#### [Extracted records]
== Segment start ==

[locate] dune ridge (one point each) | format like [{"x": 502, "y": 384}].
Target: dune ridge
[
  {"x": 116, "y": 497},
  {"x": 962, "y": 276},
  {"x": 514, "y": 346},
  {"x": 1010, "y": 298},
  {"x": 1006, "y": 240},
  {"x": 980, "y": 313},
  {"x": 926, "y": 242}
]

== Segment end ==

What is needed is each line of the data, printed exactly.

[locate] dune ridge (one point each) | format like [{"x": 502, "y": 384}].
Target: dune ridge
[
  {"x": 116, "y": 497},
  {"x": 962, "y": 276},
  {"x": 514, "y": 346},
  {"x": 1010, "y": 298},
  {"x": 1006, "y": 240},
  {"x": 980, "y": 313},
  {"x": 926, "y": 242}
]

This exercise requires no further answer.